* START Page excerpt *

Pitalia & Anor v NHS England [2023] EWCA Civ 657 – Failure to serve a sealed claim form

Clewer v Higgs & Sons (a firm) [2023] EWHC 1556 – Sealed claim form must be served in response to a specific court order


Johnson v Devon And Cornwall Police & Ors [2023] EWHC 690 (Ch) – Defendant could not recover costs of an application in relation to claim form, it should have known the claim form was not properly served.


The claimant brought an action against the defendant alleging damage to a cargo.  The defendant is registered in Geneva.  The defendant declined requests to nominate a solicitor in England and Wales to accept service.  Copies of the claim form were sent to the defendant but it stated that it was under no obligation to appoint English solicitors until it had been properly served with the claim form.


The claim form was issued on the 9th May 2022, the date before the timebar for issue expired.   Service should have taken place by the 9th November 2022. The claimant did not immediately effect service on the defendant but sent copies of the claim form and requested that English solicitors be nominated.


The claimant made two prospective applications for an extension of time to serve the claim form.

The first application was made on the 5th October 2022 when the claimant requested a five month extension. An extension was granted to the 9th March 2023.

The claimant did not submit documents for service with the FPS until 6th February 2023.  Upon chasing the FPS the claimants were told that service could take up to two months.

The claimant, therefore, made a second application seeking a further extension of three months.


The judge observed that key information was not present in the second application.
    1. The Claimants therefore made a further application dated 3 March 2023, seeking a further extension of three months, i.e., to 9 June 2023. It was supported by a witness statement made by Elizabeth Anne Elliott of Hill Dickinson LLP. Ms Elliott’s statement explained (among other things) that documents had first been submitted to the FPS on 6 February 2023 but had been lost, resulting in a second submission on 27 February 2023. She also stated that the FPS had said on 1 March 2023 that they were presently processing applications dated 4 January 2023. She also said:
“7. To expedite service, the Claimants invited the Defendant to provide details of a nominated English solicitor upon whom to effect service. The Defendant has consistently refused to do so, despite England being the Defendant’s elected contractual jurisdiction.”
    1. Pausing for a second time:
i) Ms Elliott did not say that the claim had been time-barred since 10 May 2022, although she did quote the text from the earlier application, set out in paragraph 6 above.
ii) Ms Elliott did not say that the Claimants had known since early October 2022 that there was a backlog at the FPS and that it was taking a long time for documents to be processed. Unless read very carefully, her witness statement might have given the impression that this was only discovered on 1 March 2023.

* END Page excerpt *

== Goal a ==
Answer these questions from the case summary on serving a claim form:
(i) Where is the defendant registered?
(ii) On what date was the claim form issued?
(iii) To what date was the first extension granted?
The listing that follows the case summary has no connection to it.

* START Rows *

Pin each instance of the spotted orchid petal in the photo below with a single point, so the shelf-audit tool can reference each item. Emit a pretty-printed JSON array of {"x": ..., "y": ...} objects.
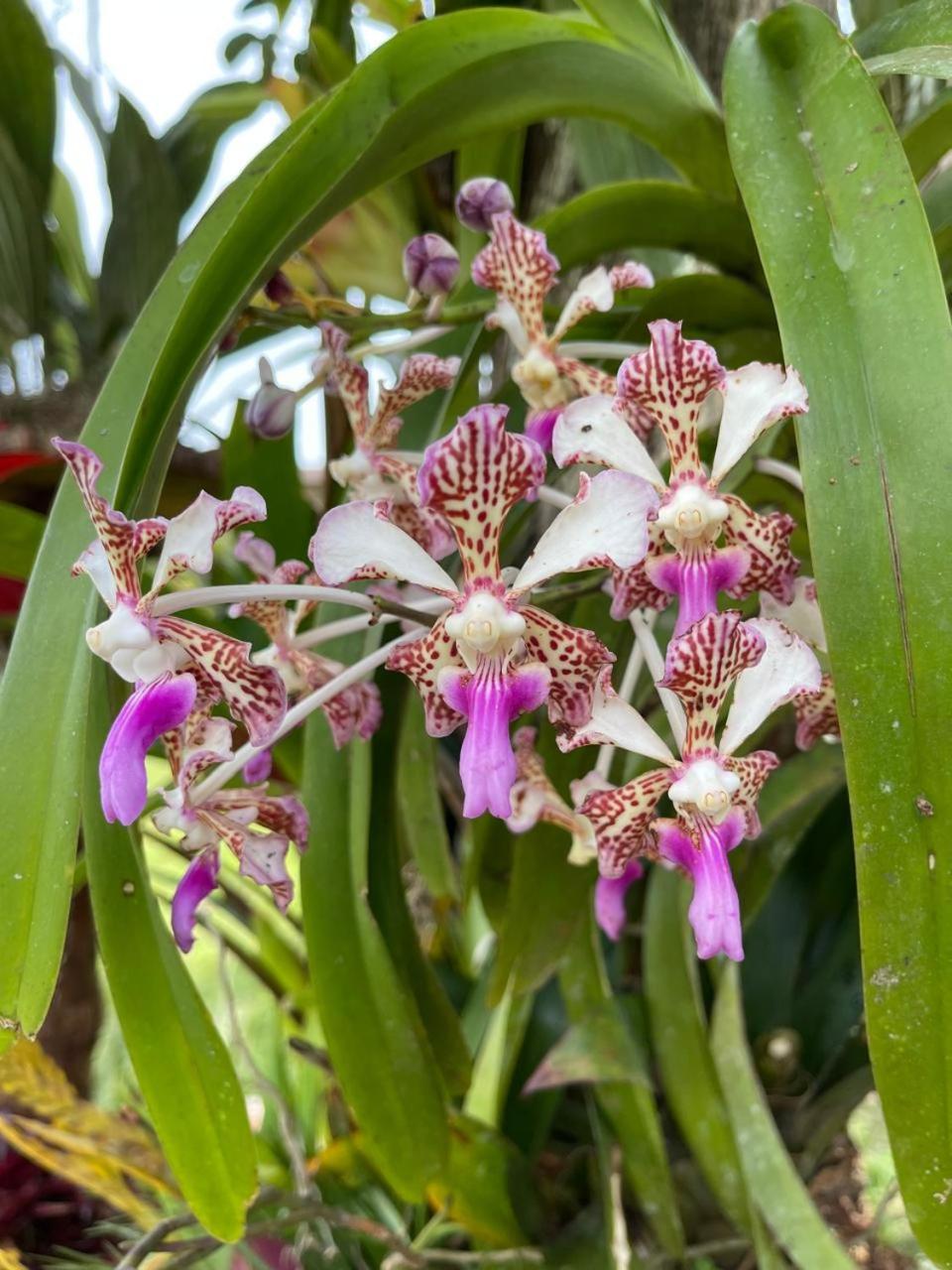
[
  {"x": 801, "y": 615},
  {"x": 254, "y": 694},
  {"x": 518, "y": 266},
  {"x": 616, "y": 722},
  {"x": 611, "y": 894},
  {"x": 787, "y": 667},
  {"x": 422, "y": 662},
  {"x": 622, "y": 818},
  {"x": 575, "y": 659},
  {"x": 191, "y": 534},
  {"x": 702, "y": 665},
  {"x": 766, "y": 539},
  {"x": 474, "y": 476},
  {"x": 714, "y": 911},
  {"x": 195, "y": 885},
  {"x": 111, "y": 561},
  {"x": 604, "y": 525},
  {"x": 489, "y": 699},
  {"x": 816, "y": 715},
  {"x": 669, "y": 381},
  {"x": 151, "y": 710},
  {"x": 756, "y": 397},
  {"x": 590, "y": 431},
  {"x": 419, "y": 376},
  {"x": 358, "y": 540}
]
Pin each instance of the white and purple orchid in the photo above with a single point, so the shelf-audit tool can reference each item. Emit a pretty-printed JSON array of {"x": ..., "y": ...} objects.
[
  {"x": 493, "y": 657},
  {"x": 375, "y": 470},
  {"x": 175, "y": 665},
  {"x": 227, "y": 816},
  {"x": 667, "y": 386},
  {"x": 520, "y": 268},
  {"x": 714, "y": 792}
]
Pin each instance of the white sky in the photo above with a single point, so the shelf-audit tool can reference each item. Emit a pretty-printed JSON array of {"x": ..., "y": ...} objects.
[{"x": 162, "y": 56}]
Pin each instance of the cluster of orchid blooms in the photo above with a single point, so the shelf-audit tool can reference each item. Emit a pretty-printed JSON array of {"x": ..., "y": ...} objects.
[{"x": 490, "y": 656}]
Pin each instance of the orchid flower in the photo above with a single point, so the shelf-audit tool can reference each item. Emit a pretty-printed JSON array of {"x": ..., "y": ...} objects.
[
  {"x": 229, "y": 817},
  {"x": 816, "y": 711},
  {"x": 176, "y": 665},
  {"x": 493, "y": 657},
  {"x": 375, "y": 470},
  {"x": 667, "y": 386},
  {"x": 712, "y": 790},
  {"x": 356, "y": 711},
  {"x": 535, "y": 798},
  {"x": 518, "y": 266}
]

* END Rows *

== Goal b ==
In the listing, edit the stretch from the line containing "Pin each instance of the orchid" through the end of the listing, replacing "orchid flower" with "orchid bloom" and keeping everything else unchanged. Give back only those lines.

== Solution a ==
(i) Geneva
(ii) 9th May 2022
(iii) 9th March 2023

== Solution b ==
Pin each instance of the orchid bloom in the photo above with a single point, so the shelf-audit tool can reference each item. Emit a pretty-printed JSON array of {"x": ..., "y": ...} objects.
[
  {"x": 229, "y": 817},
  {"x": 816, "y": 711},
  {"x": 176, "y": 665},
  {"x": 493, "y": 657},
  {"x": 375, "y": 470},
  {"x": 667, "y": 386},
  {"x": 712, "y": 790},
  {"x": 356, "y": 711},
  {"x": 535, "y": 798},
  {"x": 518, "y": 266}
]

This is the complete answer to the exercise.